— Task objective —
Copy out, word for word, everything in the listing from the line containing "outline red flower" down to the line containing "140], [176, 143]]", with both of those lines included.

[Contour labeling items]
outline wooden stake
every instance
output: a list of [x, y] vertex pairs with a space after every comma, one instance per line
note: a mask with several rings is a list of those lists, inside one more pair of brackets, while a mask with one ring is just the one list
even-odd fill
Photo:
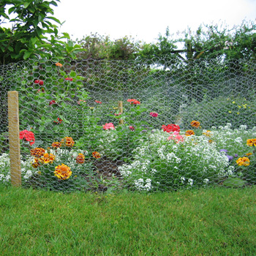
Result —
[[[119, 113], [123, 113], [123, 102], [118, 102]], [[124, 120], [119, 119], [119, 124], [124, 124]]]
[[18, 92], [8, 91], [9, 145], [12, 185], [21, 185]]

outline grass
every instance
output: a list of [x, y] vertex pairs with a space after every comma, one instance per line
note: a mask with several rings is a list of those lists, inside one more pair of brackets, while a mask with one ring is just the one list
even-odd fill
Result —
[[255, 255], [255, 195], [0, 187], [0, 255]]

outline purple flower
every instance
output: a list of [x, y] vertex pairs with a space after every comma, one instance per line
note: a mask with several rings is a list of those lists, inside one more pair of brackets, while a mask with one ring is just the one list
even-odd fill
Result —
[[233, 158], [232, 156], [229, 156], [228, 154], [226, 154], [226, 157], [228, 158], [228, 161], [232, 161]]

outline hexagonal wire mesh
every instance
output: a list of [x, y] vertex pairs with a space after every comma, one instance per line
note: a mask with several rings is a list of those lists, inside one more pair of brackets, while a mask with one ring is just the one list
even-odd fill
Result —
[[255, 70], [245, 60], [1, 66], [1, 182], [10, 179], [7, 96], [16, 90], [23, 186], [68, 192], [254, 184]]

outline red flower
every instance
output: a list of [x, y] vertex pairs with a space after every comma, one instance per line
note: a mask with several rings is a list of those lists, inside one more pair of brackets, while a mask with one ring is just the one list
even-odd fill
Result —
[[134, 127], [129, 127], [129, 129], [131, 130], [131, 131], [134, 131], [135, 129], [135, 128]]
[[178, 143], [180, 141], [184, 141], [184, 137], [180, 135], [178, 132], [174, 132], [168, 137], [167, 140], [173, 140], [176, 143]]
[[53, 105], [53, 104], [57, 104], [57, 102], [55, 101], [55, 100], [51, 100], [50, 102], [49, 102], [49, 105], [50, 106], [51, 105]]
[[150, 116], [153, 116], [153, 117], [157, 117], [158, 116], [158, 113], [156, 112], [151, 112], [149, 113]]
[[128, 99], [127, 102], [131, 102], [130, 104], [135, 104], [135, 105], [140, 104], [140, 102], [138, 100], [135, 99]]
[[178, 125], [177, 124], [167, 124], [167, 125], [162, 125], [162, 129], [164, 130], [164, 132], [180, 132], [181, 129]]
[[40, 86], [42, 86], [44, 84], [44, 81], [42, 80], [35, 80], [34, 83], [39, 83]]
[[121, 115], [121, 114], [122, 114], [122, 113], [121, 113], [121, 112], [119, 112], [118, 114], [116, 113], [114, 113], [115, 116], [120, 116], [120, 115]]
[[103, 125], [104, 129], [115, 129], [115, 127], [113, 123], [108, 123]]
[[62, 120], [58, 117], [58, 121], [53, 121], [53, 123], [61, 124]]
[[26, 129], [20, 132], [20, 139], [25, 139], [26, 141], [29, 141], [30, 146], [33, 145], [35, 141], [34, 133]]

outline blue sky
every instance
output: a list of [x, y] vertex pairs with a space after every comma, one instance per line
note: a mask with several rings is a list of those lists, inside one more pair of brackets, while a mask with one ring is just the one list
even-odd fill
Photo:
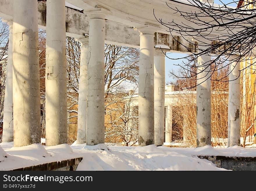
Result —
[[[235, 2], [238, 1], [234, 0]], [[214, 3], [219, 5], [222, 5], [223, 3], [226, 4], [227, 3], [234, 2], [233, 0], [223, 0], [221, 1], [219, 0], [214, 0]], [[221, 3], [222, 2], [222, 3]], [[234, 3], [232, 4], [229, 5], [229, 6], [236, 6], [236, 3]], [[177, 53], [169, 53], [167, 54], [168, 57], [173, 58], [178, 58], [184, 57], [185, 54], [179, 54]], [[181, 64], [182, 63], [182, 61], [184, 62], [186, 62], [186, 59], [179, 60], [171, 60], [168, 59], [167, 57], [165, 58], [165, 81], [166, 83], [171, 81], [173, 80], [172, 78], [169, 77], [170, 71], [170, 70], [173, 70], [174, 71], [177, 71], [178, 70], [179, 67], [179, 66], [175, 66], [175, 64]]]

— Finished answer —
outline red flower
every instance
output: a list of [x, y] vertex pairs with a space after every comma, one instance per line
note: a mask with several rings is a list of those lists, inside one more pair of brackets, while a mask with one ring is just the one list
even-odd fill
Result —
[[134, 127], [129, 127], [129, 129], [131, 130], [131, 131], [134, 131], [135, 129], [135, 128]]
[[178, 143], [180, 141], [184, 141], [184, 137], [180, 135], [178, 132], [174, 132], [168, 137], [167, 140], [173, 140], [176, 143]]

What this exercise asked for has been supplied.